AIM OF THE TASK = Copy the records below, putting "yellow leaf" wherever "green leaf" appears and leaving everything else unchanged.

RECORD SET =
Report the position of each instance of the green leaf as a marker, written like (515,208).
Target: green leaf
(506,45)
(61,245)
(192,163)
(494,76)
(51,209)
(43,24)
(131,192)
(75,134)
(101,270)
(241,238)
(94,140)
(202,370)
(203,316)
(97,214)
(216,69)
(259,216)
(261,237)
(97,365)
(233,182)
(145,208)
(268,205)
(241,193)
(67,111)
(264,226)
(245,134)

SOLUTION FOR THIS EXERCISE =
Report the position of each instance of the yellow leaf as a marker, written like (515,208).
Target: yellow leaf
(506,45)
(61,245)
(192,163)
(494,76)
(51,209)
(43,24)
(131,192)
(75,134)
(101,270)
(241,238)
(94,140)
(202,370)
(203,316)
(97,214)
(216,69)
(259,216)
(261,237)
(97,365)
(233,182)
(145,208)
(268,205)
(241,193)
(67,111)
(264,226)
(245,134)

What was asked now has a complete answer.